WHAT NEEDS TO BE DONE
Answer these questions using the book description below.
(a) Who wrote America the Ingenious?
(b) What couldn't Leo Fender do?
(c) What did Marion O'Brien Donovan invent?

DOCUMENT EXCERPT

What is it about America that makes it a nation of inventors, tinkerers, researchers, and adventurers—obsessive pursuers of the never-before-created? And, equally, what is it that makes America such a fertile place to explore, discover, and launch the next big thing?
In America the Ingenious, bestselling author Kevin Baker brings his gift of storytelling and eye for historical detail to the grand, and grandly entertaining, tale of American innovation. Here are the Edisons and Bells and Carnegies, and the stories of how they followed their passions and changed our world. And also the less celebrated, like Jacob Youphes and Loeb Strauss, two Jewish immigrants from Germany who transformed the way at least half the world now dresses (hint: Levi Strauss). And Leo Fender, who couldn’t play a note of music, midwifing rock ’n’ roll through his solid-body electric guitar and amplifier. And the many women who weren’t legally recognized as inventors, but who created things to make their lives easier that we use every day—like Josephine Cochran, inventor of the dishwasher, or Marion O’Brien Donovan, who invented a waterproof diaper cover. Or a guy with the improbable name of Philo Farnsworth, who, with his invention of television, upended communication as significantly as Gutenberg did.

DATA SECTION
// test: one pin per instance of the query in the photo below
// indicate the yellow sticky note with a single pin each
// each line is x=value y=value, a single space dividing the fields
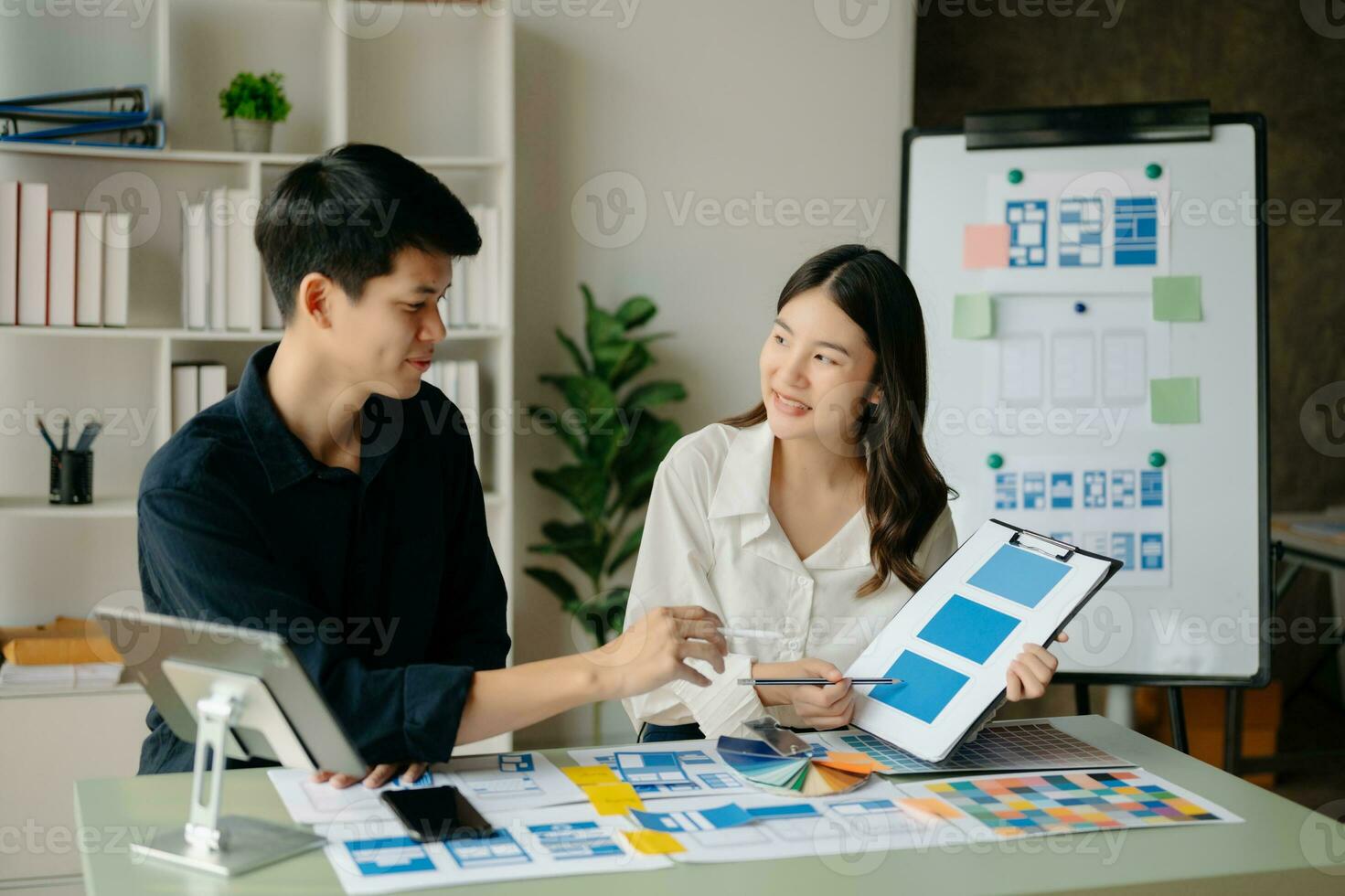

OUTPUT OF THE TASK
(a) Kevin Baker
(b) Play a note of music
(c) A waterproof diaper cover